### Work required:
Return exactly the span of lines in the following data that opens with the line containing "the black vertical fence bar crossing" and closes with the line containing "target: middle black". Include nothing else.

### Material supplied:

--- START ---

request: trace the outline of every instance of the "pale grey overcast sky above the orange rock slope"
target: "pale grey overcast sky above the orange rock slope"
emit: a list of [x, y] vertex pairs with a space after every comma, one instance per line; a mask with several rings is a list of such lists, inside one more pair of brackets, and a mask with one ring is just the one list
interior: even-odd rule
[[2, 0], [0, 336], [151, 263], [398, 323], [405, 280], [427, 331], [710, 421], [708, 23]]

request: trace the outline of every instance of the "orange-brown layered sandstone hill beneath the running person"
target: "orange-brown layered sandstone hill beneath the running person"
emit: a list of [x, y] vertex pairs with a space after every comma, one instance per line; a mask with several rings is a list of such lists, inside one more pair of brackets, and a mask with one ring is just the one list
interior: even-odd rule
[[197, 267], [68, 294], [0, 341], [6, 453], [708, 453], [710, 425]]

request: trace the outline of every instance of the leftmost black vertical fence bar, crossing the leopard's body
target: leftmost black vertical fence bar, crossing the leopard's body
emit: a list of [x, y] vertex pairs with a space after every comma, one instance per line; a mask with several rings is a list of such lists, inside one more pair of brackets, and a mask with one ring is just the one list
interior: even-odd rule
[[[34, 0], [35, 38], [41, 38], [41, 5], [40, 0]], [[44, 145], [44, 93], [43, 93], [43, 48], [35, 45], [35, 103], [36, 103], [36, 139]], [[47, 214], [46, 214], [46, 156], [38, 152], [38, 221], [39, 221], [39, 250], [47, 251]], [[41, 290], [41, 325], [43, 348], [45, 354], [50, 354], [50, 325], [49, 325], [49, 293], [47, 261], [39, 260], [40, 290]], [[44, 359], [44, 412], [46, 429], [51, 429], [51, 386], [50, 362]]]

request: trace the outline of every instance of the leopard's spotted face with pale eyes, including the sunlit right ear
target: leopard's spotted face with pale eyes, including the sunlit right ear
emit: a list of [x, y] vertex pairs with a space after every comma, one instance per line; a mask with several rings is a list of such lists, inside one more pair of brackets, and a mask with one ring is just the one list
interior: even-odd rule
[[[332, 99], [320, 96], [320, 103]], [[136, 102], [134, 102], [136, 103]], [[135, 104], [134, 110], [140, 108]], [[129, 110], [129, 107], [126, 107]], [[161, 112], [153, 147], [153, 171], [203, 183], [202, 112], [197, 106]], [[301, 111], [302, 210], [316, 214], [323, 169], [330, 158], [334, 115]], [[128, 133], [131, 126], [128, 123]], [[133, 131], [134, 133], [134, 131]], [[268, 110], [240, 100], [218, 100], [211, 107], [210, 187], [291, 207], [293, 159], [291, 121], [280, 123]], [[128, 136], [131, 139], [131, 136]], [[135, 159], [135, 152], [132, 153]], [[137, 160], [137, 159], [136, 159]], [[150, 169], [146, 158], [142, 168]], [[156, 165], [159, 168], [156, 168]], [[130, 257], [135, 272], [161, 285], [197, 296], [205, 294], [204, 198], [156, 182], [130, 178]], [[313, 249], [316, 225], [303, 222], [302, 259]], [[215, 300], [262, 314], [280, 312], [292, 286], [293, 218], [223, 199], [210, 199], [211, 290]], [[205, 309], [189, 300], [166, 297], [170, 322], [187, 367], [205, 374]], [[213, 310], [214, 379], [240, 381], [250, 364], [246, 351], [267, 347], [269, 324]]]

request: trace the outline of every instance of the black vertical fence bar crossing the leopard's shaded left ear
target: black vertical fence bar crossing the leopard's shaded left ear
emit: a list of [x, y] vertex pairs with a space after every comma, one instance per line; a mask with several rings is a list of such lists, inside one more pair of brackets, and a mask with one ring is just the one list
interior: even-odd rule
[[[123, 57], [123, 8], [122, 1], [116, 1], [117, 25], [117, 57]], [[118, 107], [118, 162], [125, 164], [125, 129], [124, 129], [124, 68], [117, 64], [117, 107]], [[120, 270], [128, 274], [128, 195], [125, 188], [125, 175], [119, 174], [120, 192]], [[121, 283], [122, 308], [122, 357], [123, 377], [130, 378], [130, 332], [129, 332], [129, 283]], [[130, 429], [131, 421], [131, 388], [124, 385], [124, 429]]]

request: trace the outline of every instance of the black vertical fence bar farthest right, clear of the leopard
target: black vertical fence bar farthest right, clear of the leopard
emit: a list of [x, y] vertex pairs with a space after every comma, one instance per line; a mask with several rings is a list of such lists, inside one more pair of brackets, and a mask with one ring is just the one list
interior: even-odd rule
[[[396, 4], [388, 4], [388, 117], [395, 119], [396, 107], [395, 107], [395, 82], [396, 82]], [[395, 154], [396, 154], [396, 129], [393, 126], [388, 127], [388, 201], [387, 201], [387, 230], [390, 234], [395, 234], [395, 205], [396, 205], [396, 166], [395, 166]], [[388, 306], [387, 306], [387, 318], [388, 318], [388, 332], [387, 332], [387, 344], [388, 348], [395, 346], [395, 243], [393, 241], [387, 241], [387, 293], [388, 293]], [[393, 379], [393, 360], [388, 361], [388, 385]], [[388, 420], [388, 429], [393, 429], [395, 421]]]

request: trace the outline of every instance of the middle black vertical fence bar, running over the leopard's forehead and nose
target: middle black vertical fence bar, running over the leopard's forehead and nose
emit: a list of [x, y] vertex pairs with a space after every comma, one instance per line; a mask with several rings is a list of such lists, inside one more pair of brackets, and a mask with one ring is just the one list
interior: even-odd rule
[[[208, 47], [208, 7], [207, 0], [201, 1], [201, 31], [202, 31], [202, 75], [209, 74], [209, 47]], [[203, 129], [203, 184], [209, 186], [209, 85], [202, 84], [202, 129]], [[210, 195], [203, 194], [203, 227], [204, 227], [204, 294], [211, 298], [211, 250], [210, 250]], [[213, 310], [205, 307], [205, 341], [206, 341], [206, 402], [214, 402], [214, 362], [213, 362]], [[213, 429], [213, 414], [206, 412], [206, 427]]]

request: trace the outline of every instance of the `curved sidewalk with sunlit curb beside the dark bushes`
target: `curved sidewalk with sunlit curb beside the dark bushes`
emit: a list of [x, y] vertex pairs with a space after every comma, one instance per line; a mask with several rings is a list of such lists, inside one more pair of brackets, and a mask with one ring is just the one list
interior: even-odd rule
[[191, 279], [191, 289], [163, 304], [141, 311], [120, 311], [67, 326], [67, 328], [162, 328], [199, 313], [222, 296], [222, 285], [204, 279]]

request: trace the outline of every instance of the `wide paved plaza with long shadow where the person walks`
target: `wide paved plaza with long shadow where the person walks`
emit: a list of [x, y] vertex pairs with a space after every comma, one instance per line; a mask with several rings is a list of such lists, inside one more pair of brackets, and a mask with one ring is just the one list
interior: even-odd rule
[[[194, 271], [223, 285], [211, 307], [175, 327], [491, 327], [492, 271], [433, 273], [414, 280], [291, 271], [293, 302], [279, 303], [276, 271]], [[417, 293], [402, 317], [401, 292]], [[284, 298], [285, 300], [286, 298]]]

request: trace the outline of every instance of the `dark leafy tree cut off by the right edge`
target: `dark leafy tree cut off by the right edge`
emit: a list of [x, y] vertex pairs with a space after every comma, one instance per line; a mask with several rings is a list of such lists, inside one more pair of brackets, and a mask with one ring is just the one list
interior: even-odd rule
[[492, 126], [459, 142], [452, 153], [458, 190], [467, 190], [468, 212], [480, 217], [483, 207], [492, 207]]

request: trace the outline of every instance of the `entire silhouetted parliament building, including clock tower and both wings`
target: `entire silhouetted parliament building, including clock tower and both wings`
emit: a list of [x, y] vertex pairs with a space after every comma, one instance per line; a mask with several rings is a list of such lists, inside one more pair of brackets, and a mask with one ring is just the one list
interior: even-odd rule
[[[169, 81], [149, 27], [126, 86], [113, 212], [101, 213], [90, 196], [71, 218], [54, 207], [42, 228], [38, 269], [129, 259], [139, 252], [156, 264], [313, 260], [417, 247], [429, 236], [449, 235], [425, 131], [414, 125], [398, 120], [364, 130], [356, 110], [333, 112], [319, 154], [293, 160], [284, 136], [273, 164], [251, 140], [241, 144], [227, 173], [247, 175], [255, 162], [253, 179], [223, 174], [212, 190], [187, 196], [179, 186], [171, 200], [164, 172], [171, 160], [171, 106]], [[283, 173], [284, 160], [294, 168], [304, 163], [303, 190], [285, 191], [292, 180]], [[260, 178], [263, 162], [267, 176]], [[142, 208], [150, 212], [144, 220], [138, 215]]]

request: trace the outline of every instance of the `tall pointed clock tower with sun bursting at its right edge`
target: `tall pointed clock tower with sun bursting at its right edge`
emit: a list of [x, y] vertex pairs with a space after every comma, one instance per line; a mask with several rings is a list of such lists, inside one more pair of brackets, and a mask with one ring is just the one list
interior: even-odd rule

--- END ---

### Response box:
request: trace the outline of every instance of the black vertical fence bar crossing the leopard's shaded left ear
target: black vertical fence bar crossing the leopard's shaded left ear
emit: a list of [x, y] vertex pairs with a space after every comma, one instance per line; a mask with several rings is a list of such lists, inside one more pair of brackets, and a mask with one ring is just the one list
interior: even-odd rule
[[[123, 57], [123, 8], [122, 1], [116, 1], [117, 25], [117, 57]], [[118, 107], [118, 162], [125, 164], [125, 129], [124, 129], [124, 68], [117, 64], [117, 107]], [[120, 270], [128, 274], [128, 195], [125, 188], [125, 175], [119, 174], [120, 192]], [[121, 283], [122, 308], [122, 357], [123, 377], [130, 378], [130, 332], [129, 332], [129, 283]], [[130, 429], [131, 421], [131, 388], [124, 385], [124, 429]]]

request: trace the outline of every instance of the black vertical fence bar farthest right, clear of the leopard
target: black vertical fence bar farthest right, clear of the leopard
emit: a list of [x, y] vertex pairs with a space after every comma, one instance per line; a mask with several rings is a list of such lists, inside one more pair of brackets, and a mask with one ring is just the one list
interior: even-odd rule
[[[396, 4], [388, 4], [388, 117], [395, 119], [396, 107], [395, 107], [395, 82], [396, 82]], [[395, 154], [396, 154], [396, 129], [393, 126], [388, 127], [388, 201], [387, 201], [387, 230], [390, 234], [395, 234], [395, 205], [396, 205], [396, 166], [395, 166]], [[388, 306], [387, 306], [387, 318], [388, 318], [388, 332], [387, 332], [387, 344], [388, 348], [395, 346], [395, 243], [393, 241], [387, 241], [387, 293], [388, 293]], [[393, 379], [393, 360], [388, 361], [388, 385]], [[388, 420], [388, 429], [393, 429], [395, 421]]]

request: trace the outline of every instance of the middle black vertical fence bar, running over the leopard's forehead and nose
target: middle black vertical fence bar, running over the leopard's forehead and nose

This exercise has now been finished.